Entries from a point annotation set
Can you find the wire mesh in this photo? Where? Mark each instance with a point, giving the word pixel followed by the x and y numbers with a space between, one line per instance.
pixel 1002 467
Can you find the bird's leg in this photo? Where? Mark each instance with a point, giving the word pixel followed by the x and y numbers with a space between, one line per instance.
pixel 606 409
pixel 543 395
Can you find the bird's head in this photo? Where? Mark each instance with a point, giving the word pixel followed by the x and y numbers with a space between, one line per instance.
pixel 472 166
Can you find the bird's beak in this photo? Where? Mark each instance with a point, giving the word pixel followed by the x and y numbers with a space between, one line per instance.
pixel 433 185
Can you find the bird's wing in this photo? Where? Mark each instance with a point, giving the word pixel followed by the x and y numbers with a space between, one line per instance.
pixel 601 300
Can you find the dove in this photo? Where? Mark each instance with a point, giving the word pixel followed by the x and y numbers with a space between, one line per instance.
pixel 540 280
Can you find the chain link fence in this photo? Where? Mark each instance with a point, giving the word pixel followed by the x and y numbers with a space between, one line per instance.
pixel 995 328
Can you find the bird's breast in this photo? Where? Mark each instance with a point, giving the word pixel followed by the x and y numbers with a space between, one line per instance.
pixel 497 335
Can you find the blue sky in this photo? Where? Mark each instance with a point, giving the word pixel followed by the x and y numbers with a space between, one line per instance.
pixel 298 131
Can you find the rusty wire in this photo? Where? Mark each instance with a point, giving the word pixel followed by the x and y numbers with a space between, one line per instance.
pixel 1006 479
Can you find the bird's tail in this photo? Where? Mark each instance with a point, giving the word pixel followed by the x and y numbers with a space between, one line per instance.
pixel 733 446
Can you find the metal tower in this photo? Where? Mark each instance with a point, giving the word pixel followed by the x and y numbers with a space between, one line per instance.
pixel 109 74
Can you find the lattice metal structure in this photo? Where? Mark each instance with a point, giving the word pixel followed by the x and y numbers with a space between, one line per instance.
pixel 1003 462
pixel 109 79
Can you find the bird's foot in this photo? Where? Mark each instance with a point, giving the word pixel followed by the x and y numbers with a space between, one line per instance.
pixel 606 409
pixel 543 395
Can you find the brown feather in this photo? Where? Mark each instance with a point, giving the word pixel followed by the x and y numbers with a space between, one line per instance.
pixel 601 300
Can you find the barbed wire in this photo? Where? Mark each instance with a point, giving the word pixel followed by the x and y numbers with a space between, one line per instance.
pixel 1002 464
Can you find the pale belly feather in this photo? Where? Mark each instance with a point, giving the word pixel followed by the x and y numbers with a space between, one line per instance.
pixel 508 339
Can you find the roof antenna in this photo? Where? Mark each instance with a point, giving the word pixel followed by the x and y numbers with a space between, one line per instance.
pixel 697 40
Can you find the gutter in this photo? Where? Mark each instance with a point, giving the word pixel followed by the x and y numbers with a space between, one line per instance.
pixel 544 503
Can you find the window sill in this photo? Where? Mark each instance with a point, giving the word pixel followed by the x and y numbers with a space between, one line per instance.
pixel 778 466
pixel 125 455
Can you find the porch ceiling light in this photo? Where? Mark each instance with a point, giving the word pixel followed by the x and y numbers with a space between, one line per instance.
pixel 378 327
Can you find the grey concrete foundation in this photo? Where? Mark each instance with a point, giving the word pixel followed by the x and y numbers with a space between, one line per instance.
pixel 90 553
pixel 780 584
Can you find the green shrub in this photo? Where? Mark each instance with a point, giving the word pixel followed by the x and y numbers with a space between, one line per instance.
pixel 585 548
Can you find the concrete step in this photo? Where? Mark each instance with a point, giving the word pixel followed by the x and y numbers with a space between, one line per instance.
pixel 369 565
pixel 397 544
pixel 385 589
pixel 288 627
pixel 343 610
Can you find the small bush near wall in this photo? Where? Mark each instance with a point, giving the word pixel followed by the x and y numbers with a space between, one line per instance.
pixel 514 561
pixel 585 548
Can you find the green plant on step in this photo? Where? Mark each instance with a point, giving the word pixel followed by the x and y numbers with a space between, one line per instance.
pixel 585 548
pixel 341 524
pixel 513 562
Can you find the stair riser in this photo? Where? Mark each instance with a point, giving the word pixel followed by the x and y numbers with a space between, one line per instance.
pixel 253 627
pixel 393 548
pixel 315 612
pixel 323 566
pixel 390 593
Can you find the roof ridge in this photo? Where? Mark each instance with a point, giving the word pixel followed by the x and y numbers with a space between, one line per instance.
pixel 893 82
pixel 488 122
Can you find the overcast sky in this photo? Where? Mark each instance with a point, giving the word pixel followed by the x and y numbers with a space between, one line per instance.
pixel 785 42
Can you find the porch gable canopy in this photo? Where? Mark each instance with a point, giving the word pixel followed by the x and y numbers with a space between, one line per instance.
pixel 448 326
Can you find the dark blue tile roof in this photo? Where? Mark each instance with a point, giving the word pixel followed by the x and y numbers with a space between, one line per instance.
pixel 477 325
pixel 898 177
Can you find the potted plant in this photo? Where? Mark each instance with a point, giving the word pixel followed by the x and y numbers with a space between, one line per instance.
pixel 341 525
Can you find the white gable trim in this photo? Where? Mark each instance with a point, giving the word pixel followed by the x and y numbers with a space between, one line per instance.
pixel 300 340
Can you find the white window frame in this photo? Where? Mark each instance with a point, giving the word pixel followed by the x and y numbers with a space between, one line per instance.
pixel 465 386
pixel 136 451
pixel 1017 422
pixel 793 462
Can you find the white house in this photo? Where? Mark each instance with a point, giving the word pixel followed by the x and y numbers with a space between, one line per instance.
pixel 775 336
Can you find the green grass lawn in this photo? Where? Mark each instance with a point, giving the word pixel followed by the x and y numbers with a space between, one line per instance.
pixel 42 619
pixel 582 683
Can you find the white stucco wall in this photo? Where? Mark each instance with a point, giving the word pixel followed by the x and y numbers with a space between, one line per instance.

**TASK TO CARRY OUT**:
Put the material into a two-column CSV with the headers text and answer, starting at the line that has "Can you find the porch ceiling" and stopping after the line that has "pixel 343 610". Give one row for each text with its answer, quote every field, and replace any line breaks with spaces.

**ANSWER TO THE EXERCISE**:
text,answer
"Can you find the porch ceiling light in this photo? Where? Mark each instance with a point, giving the word pixel followed by the x and y numbers with a space between, one line per instance.","pixel 378 327"
"Can you find the grey concrete foundation in this photo? Where? Mark each instance with a point, giving the word pixel followed by the x and y numbers with a space between, one line per instance.","pixel 90 553 pixel 780 584"
"Can you find the green shrub in this photo? Where? Mark each instance with a point, giving the word pixel followed by the x and y numbers with a space between, one line per instance.","pixel 585 548"
"Can you find the concrete step in this photo? Where? Mark each instance with a point, giving the word pixel followed by the x and y numbers with a space between, one line per instance.","pixel 369 565 pixel 397 544 pixel 385 589 pixel 288 627 pixel 343 610"